GIVEN EXERCISE:
Pull out every line of the material that contains the word "wall".

* start *

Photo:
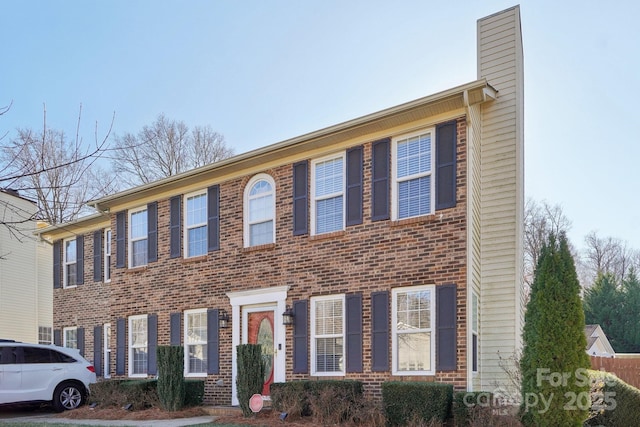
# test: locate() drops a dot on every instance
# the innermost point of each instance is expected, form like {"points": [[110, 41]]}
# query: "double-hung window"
{"points": [[413, 334], [195, 342], [195, 234], [45, 335], [70, 337], [70, 263], [138, 237], [259, 211], [327, 187], [107, 255], [413, 187], [138, 346], [327, 340]]}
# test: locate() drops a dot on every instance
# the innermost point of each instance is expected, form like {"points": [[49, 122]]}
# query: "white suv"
{"points": [[35, 372]]}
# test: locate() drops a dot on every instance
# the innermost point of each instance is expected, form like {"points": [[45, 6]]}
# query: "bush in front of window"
{"points": [[171, 390], [142, 394], [250, 379], [328, 402], [412, 401]]}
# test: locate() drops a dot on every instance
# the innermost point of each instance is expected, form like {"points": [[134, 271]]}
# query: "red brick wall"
{"points": [[369, 257]]}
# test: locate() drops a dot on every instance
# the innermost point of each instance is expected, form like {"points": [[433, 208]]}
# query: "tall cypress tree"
{"points": [[555, 387]]}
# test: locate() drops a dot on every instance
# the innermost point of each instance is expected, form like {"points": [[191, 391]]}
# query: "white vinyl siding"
{"points": [[138, 346], [327, 187], [327, 335], [413, 330], [413, 164], [138, 237], [70, 266], [259, 211], [195, 225], [195, 345]]}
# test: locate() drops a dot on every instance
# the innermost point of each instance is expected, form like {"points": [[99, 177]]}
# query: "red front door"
{"points": [[260, 331]]}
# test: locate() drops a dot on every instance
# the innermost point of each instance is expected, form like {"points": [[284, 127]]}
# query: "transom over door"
{"points": [[260, 331]]}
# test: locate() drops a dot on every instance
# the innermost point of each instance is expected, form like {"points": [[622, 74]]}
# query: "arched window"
{"points": [[259, 211]]}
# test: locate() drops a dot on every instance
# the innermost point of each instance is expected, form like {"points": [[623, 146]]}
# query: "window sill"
{"points": [[416, 220], [324, 236], [193, 259], [265, 247], [415, 376]]}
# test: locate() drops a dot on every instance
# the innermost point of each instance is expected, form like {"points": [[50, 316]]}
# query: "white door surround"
{"points": [[275, 296]]}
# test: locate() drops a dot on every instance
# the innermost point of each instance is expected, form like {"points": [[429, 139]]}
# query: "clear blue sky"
{"points": [[260, 72]]}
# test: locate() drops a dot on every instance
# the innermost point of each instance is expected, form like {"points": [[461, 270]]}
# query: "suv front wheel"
{"points": [[68, 395]]}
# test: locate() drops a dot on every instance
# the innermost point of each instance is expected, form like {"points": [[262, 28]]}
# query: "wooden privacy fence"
{"points": [[626, 367]]}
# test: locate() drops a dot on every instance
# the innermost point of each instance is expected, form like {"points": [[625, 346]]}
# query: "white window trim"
{"points": [[64, 335], [106, 264], [314, 371], [45, 335], [186, 344], [131, 347], [394, 171], [186, 227], [131, 240], [65, 278], [314, 200], [247, 191], [394, 329]]}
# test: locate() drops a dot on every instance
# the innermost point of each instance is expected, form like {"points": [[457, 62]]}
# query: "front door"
{"points": [[260, 330]]}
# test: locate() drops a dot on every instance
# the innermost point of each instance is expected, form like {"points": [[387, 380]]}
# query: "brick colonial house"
{"points": [[391, 243]]}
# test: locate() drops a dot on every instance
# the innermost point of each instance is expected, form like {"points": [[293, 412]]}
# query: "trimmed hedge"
{"points": [[465, 401], [299, 397], [142, 394], [406, 402], [170, 384], [614, 402]]}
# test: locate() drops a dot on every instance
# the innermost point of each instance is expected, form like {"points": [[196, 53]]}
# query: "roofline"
{"points": [[467, 94]]}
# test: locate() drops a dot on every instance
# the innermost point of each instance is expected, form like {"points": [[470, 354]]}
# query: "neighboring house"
{"points": [[597, 342], [26, 294], [387, 247]]}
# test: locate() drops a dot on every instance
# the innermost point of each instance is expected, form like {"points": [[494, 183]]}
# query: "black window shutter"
{"points": [[175, 206], [80, 338], [380, 342], [380, 171], [446, 327], [213, 342], [353, 304], [97, 349], [97, 256], [79, 260], [57, 265], [354, 186], [446, 136], [300, 337], [121, 346], [121, 238], [174, 329], [152, 337], [152, 232], [300, 195], [213, 212]]}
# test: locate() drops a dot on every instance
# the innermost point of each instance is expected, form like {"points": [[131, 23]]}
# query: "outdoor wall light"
{"points": [[223, 319], [287, 316]]}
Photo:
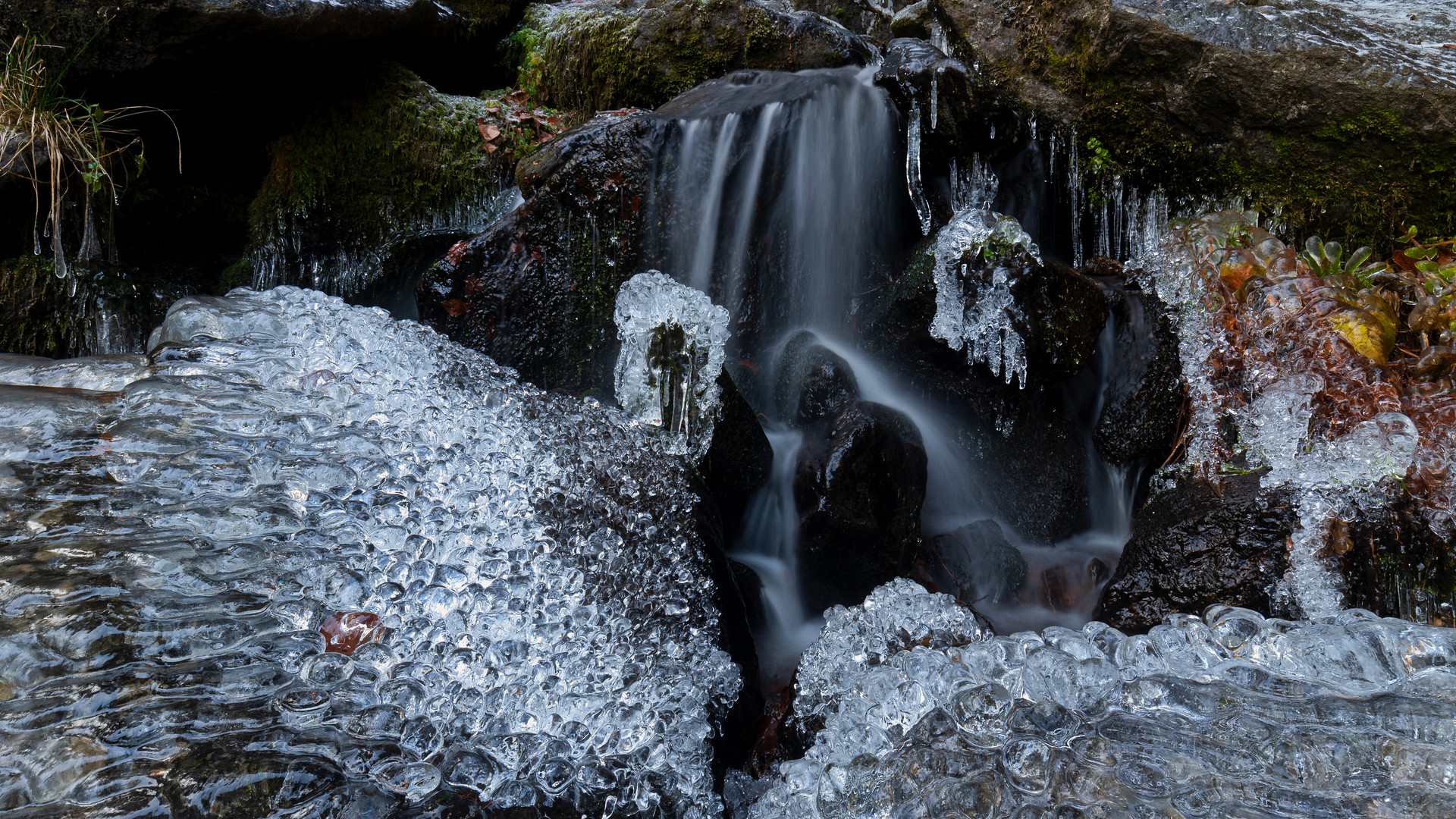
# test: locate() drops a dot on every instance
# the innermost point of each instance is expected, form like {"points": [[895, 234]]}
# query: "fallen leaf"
{"points": [[346, 632]]}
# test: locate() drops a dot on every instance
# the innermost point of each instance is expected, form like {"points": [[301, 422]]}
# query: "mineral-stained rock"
{"points": [[538, 289], [859, 487], [124, 36], [1196, 545], [609, 55]]}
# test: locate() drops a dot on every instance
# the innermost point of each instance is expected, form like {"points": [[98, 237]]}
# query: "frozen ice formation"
{"points": [[1229, 714], [513, 580], [672, 352], [976, 314]]}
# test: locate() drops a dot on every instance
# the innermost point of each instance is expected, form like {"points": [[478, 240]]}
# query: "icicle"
{"points": [[913, 169], [935, 99]]}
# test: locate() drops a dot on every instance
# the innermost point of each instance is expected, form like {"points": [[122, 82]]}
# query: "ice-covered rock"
{"points": [[974, 308], [672, 352], [511, 582], [1229, 714]]}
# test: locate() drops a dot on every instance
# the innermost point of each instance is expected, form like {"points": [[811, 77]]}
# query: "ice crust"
{"points": [[1229, 714], [673, 340], [973, 303], [178, 542]]}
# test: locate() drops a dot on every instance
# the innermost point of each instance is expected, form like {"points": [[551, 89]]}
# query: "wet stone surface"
{"points": [[327, 563]]}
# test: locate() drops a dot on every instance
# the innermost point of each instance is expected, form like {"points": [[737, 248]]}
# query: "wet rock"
{"points": [[1313, 110], [607, 55], [1196, 545], [538, 289], [859, 488], [1063, 314], [1144, 404], [811, 382], [126, 36], [1024, 442], [739, 461], [912, 20], [373, 174], [982, 561]]}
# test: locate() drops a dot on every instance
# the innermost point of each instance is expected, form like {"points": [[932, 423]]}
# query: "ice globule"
{"points": [[673, 340], [322, 563], [977, 254], [1228, 714]]}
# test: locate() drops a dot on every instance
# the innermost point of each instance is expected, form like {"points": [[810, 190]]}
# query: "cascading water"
{"points": [[781, 197]]}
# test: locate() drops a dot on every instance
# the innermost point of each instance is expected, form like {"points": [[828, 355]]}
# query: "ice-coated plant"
{"points": [[672, 353]]}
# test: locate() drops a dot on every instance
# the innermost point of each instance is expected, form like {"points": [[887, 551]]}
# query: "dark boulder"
{"points": [[1030, 450], [538, 289], [1144, 400], [1063, 314], [739, 460], [1335, 118], [811, 382], [609, 55], [1197, 544], [859, 488]]}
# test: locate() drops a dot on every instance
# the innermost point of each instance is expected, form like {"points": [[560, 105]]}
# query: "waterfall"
{"points": [[788, 197]]}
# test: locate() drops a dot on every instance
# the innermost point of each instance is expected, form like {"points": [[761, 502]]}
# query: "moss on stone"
{"points": [[395, 161]]}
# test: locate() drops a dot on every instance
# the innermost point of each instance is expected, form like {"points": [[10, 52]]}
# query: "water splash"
{"points": [[925, 713], [672, 353]]}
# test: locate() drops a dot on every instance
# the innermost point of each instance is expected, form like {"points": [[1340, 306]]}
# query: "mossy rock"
{"points": [[1332, 146], [604, 55], [367, 174]]}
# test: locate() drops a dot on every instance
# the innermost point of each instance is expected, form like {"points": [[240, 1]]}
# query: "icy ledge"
{"points": [[1229, 714], [354, 564]]}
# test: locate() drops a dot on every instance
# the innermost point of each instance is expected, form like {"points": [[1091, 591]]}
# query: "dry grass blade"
{"points": [[55, 142]]}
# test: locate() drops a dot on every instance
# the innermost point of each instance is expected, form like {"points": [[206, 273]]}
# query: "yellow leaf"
{"points": [[1367, 334]]}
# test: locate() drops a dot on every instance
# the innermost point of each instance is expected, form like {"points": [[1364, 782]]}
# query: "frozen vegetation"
{"points": [[977, 257], [1231, 714], [312, 560], [672, 352]]}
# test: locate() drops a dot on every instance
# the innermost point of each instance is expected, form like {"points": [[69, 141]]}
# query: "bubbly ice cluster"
{"points": [[511, 585], [1229, 714], [970, 311], [673, 340]]}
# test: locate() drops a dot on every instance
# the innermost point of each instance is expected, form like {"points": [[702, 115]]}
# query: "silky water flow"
{"points": [[783, 196]]}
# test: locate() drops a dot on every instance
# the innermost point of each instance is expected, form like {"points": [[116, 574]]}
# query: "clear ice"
{"points": [[1229, 714], [976, 314], [182, 532], [673, 340]]}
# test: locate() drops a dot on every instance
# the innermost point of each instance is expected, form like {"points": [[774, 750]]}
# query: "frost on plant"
{"points": [[977, 259], [360, 560], [1199, 717], [672, 352]]}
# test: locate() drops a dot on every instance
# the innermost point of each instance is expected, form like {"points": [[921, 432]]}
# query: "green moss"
{"points": [[394, 161]]}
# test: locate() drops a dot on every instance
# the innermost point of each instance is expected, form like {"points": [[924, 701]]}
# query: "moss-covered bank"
{"points": [[601, 55]]}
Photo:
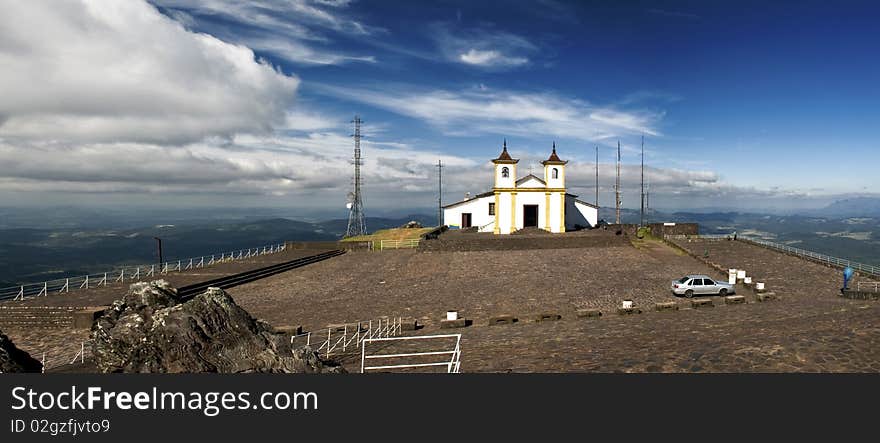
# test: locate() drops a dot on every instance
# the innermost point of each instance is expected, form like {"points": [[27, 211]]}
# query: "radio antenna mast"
{"points": [[617, 185], [356, 224], [439, 193], [642, 213], [597, 176]]}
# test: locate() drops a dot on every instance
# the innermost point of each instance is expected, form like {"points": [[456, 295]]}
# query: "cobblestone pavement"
{"points": [[478, 284], [836, 335], [782, 273], [810, 329]]}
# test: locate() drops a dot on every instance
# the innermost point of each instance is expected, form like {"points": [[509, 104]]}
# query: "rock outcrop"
{"points": [[151, 330], [13, 359]]}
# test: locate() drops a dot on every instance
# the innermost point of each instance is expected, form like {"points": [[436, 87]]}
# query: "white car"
{"points": [[699, 284]]}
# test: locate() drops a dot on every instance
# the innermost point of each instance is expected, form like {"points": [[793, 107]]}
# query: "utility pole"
{"points": [[597, 176], [159, 250], [642, 213], [356, 223], [617, 185], [439, 193]]}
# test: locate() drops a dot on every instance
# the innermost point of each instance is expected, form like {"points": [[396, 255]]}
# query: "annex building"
{"points": [[530, 201]]}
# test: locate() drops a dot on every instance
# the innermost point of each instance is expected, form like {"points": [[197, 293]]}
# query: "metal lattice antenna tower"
{"points": [[642, 213], [439, 193], [617, 184], [597, 176], [356, 224]]}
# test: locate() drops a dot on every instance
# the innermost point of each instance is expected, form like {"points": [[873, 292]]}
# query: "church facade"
{"points": [[529, 201]]}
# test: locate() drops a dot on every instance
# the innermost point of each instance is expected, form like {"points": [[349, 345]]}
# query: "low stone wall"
{"points": [[327, 245], [491, 242], [860, 295], [77, 317], [658, 229]]}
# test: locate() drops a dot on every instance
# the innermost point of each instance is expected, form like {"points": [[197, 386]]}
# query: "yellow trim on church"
{"points": [[547, 212], [512, 212], [497, 228]]}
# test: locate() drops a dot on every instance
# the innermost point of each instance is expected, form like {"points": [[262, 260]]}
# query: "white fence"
{"points": [[348, 337], [868, 286], [451, 360], [815, 256], [130, 273], [822, 258]]}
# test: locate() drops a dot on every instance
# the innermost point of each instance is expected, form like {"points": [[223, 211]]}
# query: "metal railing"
{"points": [[868, 286], [349, 336], [815, 256], [49, 361], [453, 364], [130, 273], [803, 253], [397, 244], [700, 237]]}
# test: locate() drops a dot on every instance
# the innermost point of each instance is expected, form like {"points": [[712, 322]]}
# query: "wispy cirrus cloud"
{"points": [[484, 47], [488, 111]]}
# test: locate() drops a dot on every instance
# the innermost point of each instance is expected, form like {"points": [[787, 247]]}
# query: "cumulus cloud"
{"points": [[296, 30], [105, 71], [489, 111]]}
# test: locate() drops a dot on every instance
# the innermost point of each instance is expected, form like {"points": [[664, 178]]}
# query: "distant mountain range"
{"points": [[37, 254], [851, 207], [81, 241]]}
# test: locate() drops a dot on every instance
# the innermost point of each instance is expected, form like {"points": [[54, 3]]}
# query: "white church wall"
{"points": [[556, 202], [477, 207], [579, 214]]}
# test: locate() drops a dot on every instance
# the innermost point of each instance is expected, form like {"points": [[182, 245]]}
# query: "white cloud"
{"points": [[482, 47], [294, 30], [490, 58], [486, 111], [106, 71]]}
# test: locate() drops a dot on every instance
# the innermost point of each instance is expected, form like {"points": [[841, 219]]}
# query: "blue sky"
{"points": [[748, 105]]}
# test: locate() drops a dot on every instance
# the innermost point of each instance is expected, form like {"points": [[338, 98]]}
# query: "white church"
{"points": [[530, 201]]}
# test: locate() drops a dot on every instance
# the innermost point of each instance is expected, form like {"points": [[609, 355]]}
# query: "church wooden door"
{"points": [[530, 215]]}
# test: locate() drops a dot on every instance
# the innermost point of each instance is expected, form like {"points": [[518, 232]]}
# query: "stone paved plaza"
{"points": [[808, 329]]}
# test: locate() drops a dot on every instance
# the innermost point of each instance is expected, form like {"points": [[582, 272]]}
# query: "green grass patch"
{"points": [[392, 234]]}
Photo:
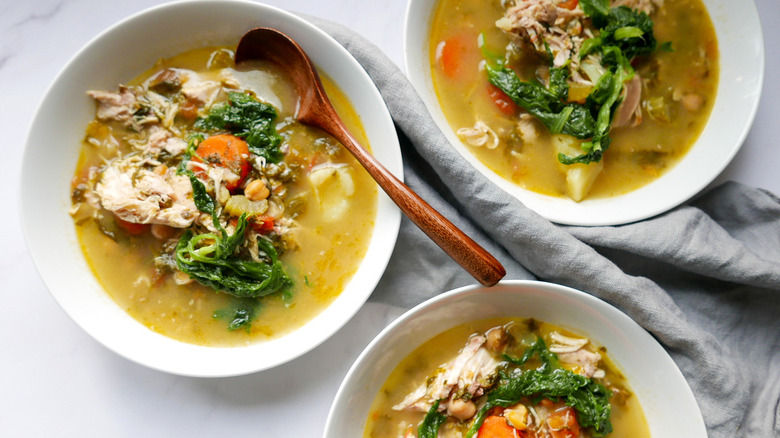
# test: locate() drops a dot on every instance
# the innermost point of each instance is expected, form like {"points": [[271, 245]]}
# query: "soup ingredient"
{"points": [[227, 152], [623, 34], [211, 260], [507, 382], [249, 119], [601, 74], [186, 180]]}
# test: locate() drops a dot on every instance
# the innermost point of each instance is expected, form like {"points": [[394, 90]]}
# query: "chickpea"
{"points": [[496, 339], [256, 190], [162, 232], [462, 409]]}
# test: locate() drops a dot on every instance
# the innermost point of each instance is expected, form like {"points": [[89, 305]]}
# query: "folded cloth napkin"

* end *

EXERCISE OUTPUT:
# query: "red brick wall"
# query: "outdoor wall light"
# query: "low stone wall"
# query: "white church wall"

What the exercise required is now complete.